** SUPPLIED DATA **
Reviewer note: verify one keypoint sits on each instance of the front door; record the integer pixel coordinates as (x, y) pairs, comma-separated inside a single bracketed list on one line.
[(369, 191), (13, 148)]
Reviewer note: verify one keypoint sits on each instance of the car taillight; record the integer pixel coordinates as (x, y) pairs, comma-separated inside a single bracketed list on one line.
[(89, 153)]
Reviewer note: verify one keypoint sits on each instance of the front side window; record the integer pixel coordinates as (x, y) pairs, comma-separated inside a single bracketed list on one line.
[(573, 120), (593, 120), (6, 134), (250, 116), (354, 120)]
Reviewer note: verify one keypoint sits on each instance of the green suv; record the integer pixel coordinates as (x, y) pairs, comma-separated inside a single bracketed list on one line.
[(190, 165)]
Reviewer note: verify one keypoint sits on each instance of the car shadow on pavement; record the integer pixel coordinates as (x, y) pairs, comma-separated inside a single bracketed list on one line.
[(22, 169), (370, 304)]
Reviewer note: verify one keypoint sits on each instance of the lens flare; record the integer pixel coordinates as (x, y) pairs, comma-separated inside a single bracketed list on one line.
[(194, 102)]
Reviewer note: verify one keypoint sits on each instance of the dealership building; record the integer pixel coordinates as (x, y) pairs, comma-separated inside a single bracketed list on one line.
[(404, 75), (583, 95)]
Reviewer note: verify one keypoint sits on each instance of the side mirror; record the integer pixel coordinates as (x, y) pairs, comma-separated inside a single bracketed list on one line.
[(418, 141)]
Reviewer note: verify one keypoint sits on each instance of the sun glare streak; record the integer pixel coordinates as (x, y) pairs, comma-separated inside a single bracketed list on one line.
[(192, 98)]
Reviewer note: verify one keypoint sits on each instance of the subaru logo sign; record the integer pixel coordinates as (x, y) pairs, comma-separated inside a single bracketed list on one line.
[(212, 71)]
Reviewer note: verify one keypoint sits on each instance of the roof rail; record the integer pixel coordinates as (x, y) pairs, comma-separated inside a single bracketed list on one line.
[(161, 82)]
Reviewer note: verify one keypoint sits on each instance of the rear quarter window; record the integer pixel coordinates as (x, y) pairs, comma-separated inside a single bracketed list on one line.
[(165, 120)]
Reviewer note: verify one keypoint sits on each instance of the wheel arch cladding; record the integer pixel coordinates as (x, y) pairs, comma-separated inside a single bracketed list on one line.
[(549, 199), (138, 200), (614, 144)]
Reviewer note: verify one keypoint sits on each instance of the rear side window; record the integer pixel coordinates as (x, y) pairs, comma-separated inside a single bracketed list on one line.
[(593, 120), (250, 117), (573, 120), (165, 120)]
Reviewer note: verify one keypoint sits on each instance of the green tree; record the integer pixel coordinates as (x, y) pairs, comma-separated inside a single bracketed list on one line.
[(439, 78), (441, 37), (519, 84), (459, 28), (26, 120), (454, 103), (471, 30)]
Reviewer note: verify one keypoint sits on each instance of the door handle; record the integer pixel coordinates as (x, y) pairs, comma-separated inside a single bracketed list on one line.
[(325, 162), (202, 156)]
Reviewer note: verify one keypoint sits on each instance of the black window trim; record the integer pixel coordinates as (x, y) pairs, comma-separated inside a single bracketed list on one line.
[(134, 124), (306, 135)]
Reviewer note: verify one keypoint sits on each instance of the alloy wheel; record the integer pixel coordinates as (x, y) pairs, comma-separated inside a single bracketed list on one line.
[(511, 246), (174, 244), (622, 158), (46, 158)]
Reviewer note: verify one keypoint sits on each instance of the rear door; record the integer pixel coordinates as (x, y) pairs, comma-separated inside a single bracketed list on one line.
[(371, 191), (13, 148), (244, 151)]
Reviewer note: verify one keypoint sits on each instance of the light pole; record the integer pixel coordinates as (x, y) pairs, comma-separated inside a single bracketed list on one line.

** GOAL OF THE EXERCISE **
Please rename "keypoint" to "marker" everywhere it appears in the records above. Give all the records again with every other word unchanged.

** THE RESULT **
Reviewer note: verify one marker sits on each instance of the front door; record the integer pixel coordinates as (x, y) pairs, comma-separated inside a single bracketed list on one line.
[(369, 191), (13, 148)]
Reviewer note: verify one marker sits on each instance of the car taillight; record the integer pixel coordinates as (x, y) pairs, comma-separated inside a single bracketed list on one line.
[(89, 153)]
Reviewer note: verify one marker sits on each instance of the front side window; record the integer pixel coordinates as (x, y) pairs, comma-separated inside a single bracketed list on one line.
[(573, 120), (593, 120), (6, 134), (250, 116), (354, 120)]
Reviewer note: verify one marker sits on each instance of the green suv; record the integer pixel coordinates as (x, y) pairs, comma-separated inside a single bracketed list on one line.
[(190, 165)]
Reviewer note: verify one marker sits on each instance of the car shadow on pavement; record the integer pixel coordinates as (x, y) pairs, comma-separated inside a single bracketed list on one line.
[(22, 169), (370, 304)]
Reviewer note: verify one marker sits on each instance of the lens flare; record the integer pixel coordinates as (x, y) pairs, comma-separated inside a single bracketed list on one line.
[(194, 102)]
Reviewer note: verify one marker sits on each instance of the dealership building; record the integer pixel coordinates as (x, y) pairs, comma-separated inside a single bracketed list on one line.
[(404, 75), (583, 95)]
Reviewer note: verify one marker sits on each instance of the side mirror; record the integer pixel coordinates as (x, y) pairs, comma-separated inside a single bracketed list on one line.
[(418, 141)]
Reviewer note: verify one marker sits on each instance of the sun glare streak; record the integer pixel coordinates as (x, y) pairs, comma-separated inside a single bracketed list on one line.
[(192, 98)]
Reviewer note: verify one marker sits on each instance of the subaru logo sign; record the integer pixel coordinates as (x, y) pairs, comma-separated inside a single bracketed list on one line.
[(212, 71)]
Reviewer note: verify one marker sits on each instance of the roof rail; record the integer pixel coordinates as (x, y) pairs, comma-separated inside a single bracketed list on one line.
[(161, 82)]
Reviewer note: verify one marker sits on each instance of the rear quarter window; record the integer pixel coordinates as (x, y) pairs, comma-separated inside a single bracketed list on one line.
[(165, 120)]
Reviewer note: verify one marker sits on each instance of the wheel arch cladding; record the integer pixel coordinates as (x, y) pairs, comma-separated inside a single bracketed list on one line.
[(549, 199), (138, 200), (614, 144)]
Reviewer note: verify one marker sits on each instance of the rear side window; record the integer pixel coordinates as (x, y) pairs, comma-separated inside a single bracketed list on one line.
[(593, 120), (250, 117), (573, 120), (165, 120)]
Reviewer note: verify one marker sits on each instance of the green tree; record the integer pixel coordinates as (x, y) pairs, comma-separated inside a single bracketed list on one line.
[(439, 78), (441, 37), (519, 84), (459, 28), (26, 120), (454, 103), (471, 30)]
Reviewer note: verify one marker sits on each instance of the door handle; record the integer pixel coordinates as (x, y) pairs, comma-separated inside a single bracketed list on one line.
[(325, 162), (202, 156)]
Reviewer note: verify one marker sits on each instance of the black window trim; record the integer pixel coordinates as (x, y) pairs, comma-separated inside a single bracketed list on one line.
[(134, 124), (306, 135)]
Reviewer note: verify one marker sits on each instance of the alloy wheel; record the integer pixel coordinates as (x, y) pairs, comma-separated inside a single bracketed list on one line.
[(511, 246), (174, 244), (622, 158), (46, 158)]
Reviewer note: verify one marker sits on each instance of the rear door; record the integer pixel coordinates as (x, y) pairs, comma-separated inside a single bracketed list on one line.
[(371, 191), (13, 148), (244, 151)]
Reviewer note: verify one marker sits on each instance of the light pole; record the integer pixel coordinates as (x, y) pairs, comma-separated inside a single bracketed list on one line.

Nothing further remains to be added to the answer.